Reproduce every one of the following records verbatim, line for line, with no changes.

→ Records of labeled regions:
■ ■ ■ ■ ■ ■ ■

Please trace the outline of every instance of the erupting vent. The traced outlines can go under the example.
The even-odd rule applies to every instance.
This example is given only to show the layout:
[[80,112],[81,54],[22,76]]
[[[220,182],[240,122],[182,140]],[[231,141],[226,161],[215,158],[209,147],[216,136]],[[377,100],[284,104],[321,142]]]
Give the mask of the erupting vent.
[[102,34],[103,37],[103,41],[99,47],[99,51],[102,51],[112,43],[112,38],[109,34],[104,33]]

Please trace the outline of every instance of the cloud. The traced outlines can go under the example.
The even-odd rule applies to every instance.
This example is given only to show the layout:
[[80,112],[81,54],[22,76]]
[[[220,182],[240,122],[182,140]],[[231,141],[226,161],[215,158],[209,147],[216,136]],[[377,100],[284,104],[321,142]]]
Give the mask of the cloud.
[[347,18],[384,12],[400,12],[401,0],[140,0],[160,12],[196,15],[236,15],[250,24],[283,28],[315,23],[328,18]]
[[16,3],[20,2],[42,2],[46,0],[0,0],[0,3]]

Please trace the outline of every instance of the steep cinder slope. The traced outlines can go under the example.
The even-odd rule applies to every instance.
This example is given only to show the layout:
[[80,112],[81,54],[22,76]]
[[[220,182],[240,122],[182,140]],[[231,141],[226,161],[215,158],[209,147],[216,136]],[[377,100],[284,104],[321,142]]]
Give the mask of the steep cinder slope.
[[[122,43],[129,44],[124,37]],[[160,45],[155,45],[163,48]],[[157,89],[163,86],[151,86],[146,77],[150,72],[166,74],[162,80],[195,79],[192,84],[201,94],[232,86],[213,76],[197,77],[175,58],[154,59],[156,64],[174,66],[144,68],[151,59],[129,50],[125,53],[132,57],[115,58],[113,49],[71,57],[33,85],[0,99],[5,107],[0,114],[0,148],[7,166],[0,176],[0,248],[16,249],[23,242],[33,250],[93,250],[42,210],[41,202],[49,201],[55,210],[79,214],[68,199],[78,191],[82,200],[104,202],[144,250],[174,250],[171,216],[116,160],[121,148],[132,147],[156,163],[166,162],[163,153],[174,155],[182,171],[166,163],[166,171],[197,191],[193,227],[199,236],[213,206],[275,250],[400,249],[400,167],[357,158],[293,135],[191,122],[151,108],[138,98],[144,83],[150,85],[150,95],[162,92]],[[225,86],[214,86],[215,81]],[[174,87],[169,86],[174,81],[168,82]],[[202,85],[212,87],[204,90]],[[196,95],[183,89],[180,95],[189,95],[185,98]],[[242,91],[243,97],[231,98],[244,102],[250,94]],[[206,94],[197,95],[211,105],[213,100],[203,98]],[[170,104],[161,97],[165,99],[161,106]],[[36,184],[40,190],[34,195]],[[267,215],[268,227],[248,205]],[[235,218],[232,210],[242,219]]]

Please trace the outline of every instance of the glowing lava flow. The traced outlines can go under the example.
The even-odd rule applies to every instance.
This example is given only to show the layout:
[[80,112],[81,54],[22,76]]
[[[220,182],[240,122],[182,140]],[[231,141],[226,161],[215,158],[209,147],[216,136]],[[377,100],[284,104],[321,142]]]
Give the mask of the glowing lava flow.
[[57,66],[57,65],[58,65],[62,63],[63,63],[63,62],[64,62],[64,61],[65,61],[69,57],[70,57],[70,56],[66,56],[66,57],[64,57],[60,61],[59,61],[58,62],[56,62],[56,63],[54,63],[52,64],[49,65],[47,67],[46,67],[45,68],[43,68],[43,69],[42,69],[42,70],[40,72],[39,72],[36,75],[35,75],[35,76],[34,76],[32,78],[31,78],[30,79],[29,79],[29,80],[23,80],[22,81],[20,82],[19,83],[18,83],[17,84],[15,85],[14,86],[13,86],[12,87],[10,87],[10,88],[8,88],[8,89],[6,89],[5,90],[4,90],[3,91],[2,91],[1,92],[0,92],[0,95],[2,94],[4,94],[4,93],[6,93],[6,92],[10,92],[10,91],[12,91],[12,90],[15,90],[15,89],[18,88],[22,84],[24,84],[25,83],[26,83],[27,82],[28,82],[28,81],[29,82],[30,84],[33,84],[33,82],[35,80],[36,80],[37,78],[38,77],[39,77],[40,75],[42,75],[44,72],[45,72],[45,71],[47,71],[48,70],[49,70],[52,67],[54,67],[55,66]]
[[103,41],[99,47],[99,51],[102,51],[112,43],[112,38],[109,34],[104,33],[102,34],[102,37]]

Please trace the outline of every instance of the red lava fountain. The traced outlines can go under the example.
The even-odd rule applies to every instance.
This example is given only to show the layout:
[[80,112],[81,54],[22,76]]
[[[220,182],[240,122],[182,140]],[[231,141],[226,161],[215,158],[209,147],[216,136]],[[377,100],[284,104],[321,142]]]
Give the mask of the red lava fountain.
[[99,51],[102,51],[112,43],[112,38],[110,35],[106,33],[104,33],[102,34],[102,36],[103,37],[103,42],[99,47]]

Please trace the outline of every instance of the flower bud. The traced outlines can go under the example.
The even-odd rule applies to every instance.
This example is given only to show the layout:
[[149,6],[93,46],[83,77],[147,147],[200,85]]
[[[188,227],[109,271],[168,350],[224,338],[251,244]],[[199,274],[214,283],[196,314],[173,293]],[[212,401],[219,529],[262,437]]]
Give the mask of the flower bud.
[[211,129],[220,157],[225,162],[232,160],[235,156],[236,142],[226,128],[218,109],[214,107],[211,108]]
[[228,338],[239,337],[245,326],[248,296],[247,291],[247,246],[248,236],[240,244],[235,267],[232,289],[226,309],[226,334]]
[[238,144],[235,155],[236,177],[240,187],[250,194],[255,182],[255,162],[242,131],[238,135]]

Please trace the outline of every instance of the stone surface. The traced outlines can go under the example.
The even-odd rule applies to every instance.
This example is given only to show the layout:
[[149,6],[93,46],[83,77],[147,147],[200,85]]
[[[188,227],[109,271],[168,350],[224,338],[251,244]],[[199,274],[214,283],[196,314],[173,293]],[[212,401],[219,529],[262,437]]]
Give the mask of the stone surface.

■ ■ ■ ■ ■ ■ ■

→ ANSWER FOR THE TASK:
Please trace the outline of every instance of the erupting vent. The traced outlines can go under the example.
The even-odd rule applies to every instance.
This example is given only to show the layout:
[[80,112],[81,54],[22,76]]
[[[220,182],[240,122],[182,140]],[[231,141],[226,161],[215,158],[209,147],[216,136]],[[377,100],[284,104],[321,142]]]
Give the mask of the erupting vent.
[[102,34],[103,37],[103,41],[99,47],[99,51],[102,51],[112,43],[112,38],[109,34],[104,33]]

Please trace the outline of every instance of the cloud. The traced outlines can go under the example.
The even-odd rule applies to every instance.
This example is given only to show the layout:
[[80,112],[81,54],[22,76]]
[[[220,182],[240,122],[182,140]],[[231,141],[226,161],[215,158],[209,147],[216,136]],[[377,100],[284,104],[321,142]]]
Give the mask of the cloud.
[[347,18],[384,12],[400,12],[401,0],[140,0],[160,12],[196,15],[236,15],[250,24],[283,28],[315,23],[328,18]]
[[16,3],[20,2],[42,2],[46,0],[0,0],[0,3]]

Please trace the outline of every instance of the steep cinder slope. The traced outlines can go under the example.
The even-odd rule applies to every instance.
This example is given only to show the layout:
[[80,112],[81,54],[22,76]]
[[[220,182],[240,122],[182,140]],[[231,141],[226,161],[215,158],[209,147],[216,136]],[[377,100],[284,104],[321,142]]]
Give the mask of the steep cinder slope.
[[[122,43],[129,44],[124,37]],[[160,45],[155,45],[163,48]],[[157,89],[163,86],[151,86],[146,77],[150,72],[166,74],[162,80],[195,79],[192,84],[201,94],[232,86],[213,76],[197,77],[175,58],[154,59],[156,64],[174,66],[144,68],[151,59],[129,50],[125,53],[132,57],[115,58],[113,49],[71,57],[33,85],[0,99],[5,107],[0,114],[0,148],[7,166],[0,176],[0,248],[16,249],[23,242],[33,250],[93,250],[42,210],[41,202],[49,201],[55,210],[79,214],[68,199],[78,191],[82,200],[104,202],[144,250],[174,250],[171,216],[116,160],[121,148],[132,147],[156,163],[166,162],[163,153],[174,155],[182,171],[166,163],[166,171],[197,191],[193,227],[199,236],[213,206],[275,250],[400,249],[400,167],[357,158],[293,135],[191,122],[151,108],[138,98],[144,83],[150,85],[150,95],[162,92]],[[225,86],[214,86],[215,81]],[[174,87],[169,86],[174,81],[168,82]],[[202,85],[212,87],[204,90]],[[196,95],[183,89],[180,95],[189,95],[185,98]],[[242,91],[243,97],[231,98],[244,102],[250,94]],[[206,94],[197,95],[211,105],[213,100],[203,98]],[[170,104],[161,97],[165,99],[161,106]],[[36,184],[40,190],[34,195]],[[267,215],[268,227],[248,205]],[[235,218],[232,210],[242,219]]]

Please trace the outline of every instance of the glowing lava flow. The traced outlines can go under the example.
The even-odd rule applies to every instance.
This example is given only to show the layout:
[[80,112],[81,54],[22,76]]
[[[220,182],[240,122],[182,140]],[[231,141],[226,161],[215,158],[209,147],[216,136]],[[377,100],[284,104],[321,142]]]
Give the mask of the glowing lava flow.
[[57,66],[57,65],[58,65],[62,63],[63,63],[63,62],[64,62],[64,61],[65,61],[69,57],[70,57],[70,56],[66,56],[66,57],[64,57],[60,61],[59,61],[58,62],[56,62],[56,63],[54,63],[52,64],[49,65],[47,67],[46,67],[45,68],[43,68],[43,69],[42,69],[42,70],[40,72],[39,72],[36,75],[35,75],[35,76],[34,76],[32,78],[31,78],[30,79],[29,79],[29,80],[23,80],[22,81],[20,82],[19,83],[18,83],[17,84],[15,85],[14,86],[13,86],[12,87],[10,87],[10,88],[8,88],[8,89],[6,89],[5,90],[4,90],[3,91],[2,91],[1,92],[0,92],[0,95],[2,94],[4,94],[4,93],[6,93],[6,92],[10,92],[10,91],[12,91],[12,90],[15,90],[15,89],[18,88],[22,84],[24,84],[25,83],[26,83],[27,82],[28,82],[28,81],[29,82],[30,84],[33,84],[33,82],[35,80],[36,80],[37,78],[38,77],[39,77],[40,75],[42,75],[44,72],[45,72],[45,71],[47,71],[48,70],[49,70],[52,67],[54,67],[55,66]]
[[103,41],[99,47],[99,51],[102,51],[112,43],[112,38],[109,34],[104,33],[102,34],[102,37]]

Please trace the outline of every instance of the red lava fountain. The traced outlines can go under the example.
The even-odd rule applies to every instance.
This example is given only to show the layout:
[[80,112],[81,54],[22,76]]
[[[220,182],[240,122],[182,140]],[[231,141],[226,161],[215,158],[209,147],[216,136]],[[377,100],[284,104],[321,142]]]
Give the mask of the red lava fountain.
[[99,51],[102,51],[112,43],[112,38],[110,35],[106,33],[104,33],[102,34],[102,36],[103,37],[103,42],[99,47]]

Please trace the outline of every instance of the flower bud. The traced outlines can go under the example.
The even-odd rule applies to every instance.
This example is given only to show the layout:
[[149,6],[93,46],[83,77],[147,147],[200,85]]
[[[188,227],[109,271],[168,350],[224,338],[251,244]],[[199,274],[214,283],[196,314],[173,293]],[[212,401],[219,529],[262,437]]]
Give the mask of the flower bud.
[[211,129],[220,157],[225,162],[232,160],[235,156],[236,142],[226,128],[218,109],[214,107],[211,108]]
[[228,338],[239,337],[245,326],[248,296],[247,291],[247,246],[248,236],[240,244],[235,267],[232,289],[226,309],[226,334]]
[[238,144],[235,155],[236,177],[240,187],[250,194],[255,182],[255,162],[242,131],[238,135]]

Please trace the outline of every instance of the stone surface. The traced outlines can go under the example.
The even-odd rule applies to every instance.
This example is given only to show the layout:
[[149,6],[93,46],[83,77],[147,147],[200,85]]
[[[188,227],[109,271],[168,350],[224,338],[251,244]],[[199,274],[214,283],[196,314],[173,293]],[[212,401],[219,529],[262,437]]]
Give the mask of the stone surface.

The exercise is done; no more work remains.